[TO DO]
1: In the article on the UN warning over The Guardian, who sent a letter to the director of public prosecutions on Nov. 9?
2: Repeat the article on the UN warning over The Guardian between "On Nov. 9, British" and "New York Times.", inclusive, swapping "counter-terrorism laws" for "anti-terrorism laws".
3: Proceed with the article on the UN warning over The Guardian from the point where it stops.

[PASSAGE GIVEN]

■ ■ ■ ■ ■

The United Nations official for the promotion and protection of free expression warned that Britain is damaging the country’s reputation for press freedom and investigative journalism by its actions against The Guardian since its revelations of secret surveillance programs.
Frank La Rue, UN special rapporteur, said he’s alarmed by British politicians’ reactions to the newspaper’s handling of the leaks from Edward Snowden. La Rue also stated that national security can’t be used as an argument against news outlets for publishing information that is in the public interest. Members of the British parliament accuse the newspaper of violating The Terrorism Act 2000 while handling leaks by the former National Security Agency contractor.
On Nov. 9, British parliamentarian and former defense secretary Liam Fox sent a letter to the director of public prosecutions asking the agency to pursue possible criminal charges against The Guardian. Fox urged the director to determine whether the newspaper breached counter-terrorism laws by sending copies of Snowden’s material abroad and partnering with foreign publications like The New York Times.

■ ■ ■ ■ ■

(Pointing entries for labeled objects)
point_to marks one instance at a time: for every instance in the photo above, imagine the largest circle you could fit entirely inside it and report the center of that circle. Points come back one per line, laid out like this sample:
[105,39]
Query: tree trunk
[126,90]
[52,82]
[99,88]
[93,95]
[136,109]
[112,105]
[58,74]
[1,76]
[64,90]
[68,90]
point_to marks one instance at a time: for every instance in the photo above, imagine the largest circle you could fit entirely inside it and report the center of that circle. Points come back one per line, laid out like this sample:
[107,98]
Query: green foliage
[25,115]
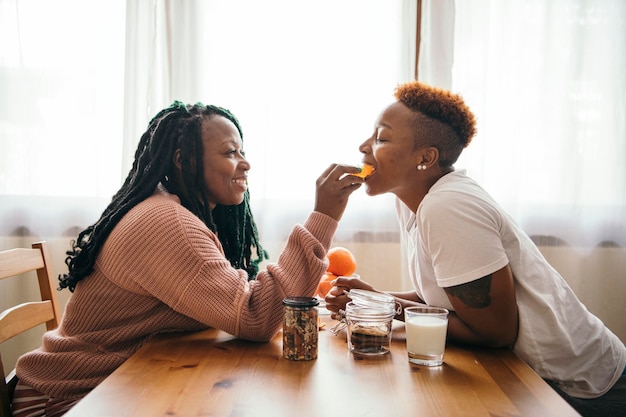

■ ■ ■ ■ ■

[OUTPUTS IN ORDER]
1: Liam Fox, a British parliamentarian and former defense secretary.

2:
On Nov. 9, British parliamentarian and former defense secretary Liam Fox sent a letter to the director of public prosecutions asking the agency to pursue possible criminal charges against The Guardian. Fox urged the director to determine whether the newspaper breached anti-terrorism laws by sending copies of Snowden’s material abroad and partnering with foreign publications like The New York Times.

3:
"I have been absolutely shocked about the way the Guardian has been treated, from the idea of prosecution to the fact that some members of parliament even called it treason," La Rue said.
The New York Times wrote in an editorial that press freedom in the UK is being challenged by Prime Minister David Cameron’s coalition. The editorial board pointed out that Britain’s constitution doesn’t guarantee press freedom and said parliamentary committees are taking advantage of that fact to harass The Guardian.
International publishers are concerned UK’s actions will serve as a blueprint for non-democratic regimes to justify their own repressive actions. On Nov. 3, a group of 70 human rights organizations from 40 countries sent a letter to Cameron stating their concern over the UK’s reaction. The group wrote that the actions by the British government violate freedom of expression and said using national security laws against the media will create a hostile and intimidating environment that discourages those who could “reveal uncomfortable truths.”
A group of editors in Sri Lanka also sent a letter to Cameron urging him to stop proposed newspaper regulations. The group called Britain's reputation a "shining example to be followed" and said the minister should not underestimate the concern from Sri Lanka, a country which just held the Commonwealth summit and has been accused of intimidating journalists and restricting freedom of speech.
“It is rather difficult for the United Kingdom to lecture Sri Lanka and others about their press freedom record when its own actions result in such widespread international condemnation,” said Vincent Peyrègne, chief executive of the Paris-based World Association of Newspapers and News Publishers.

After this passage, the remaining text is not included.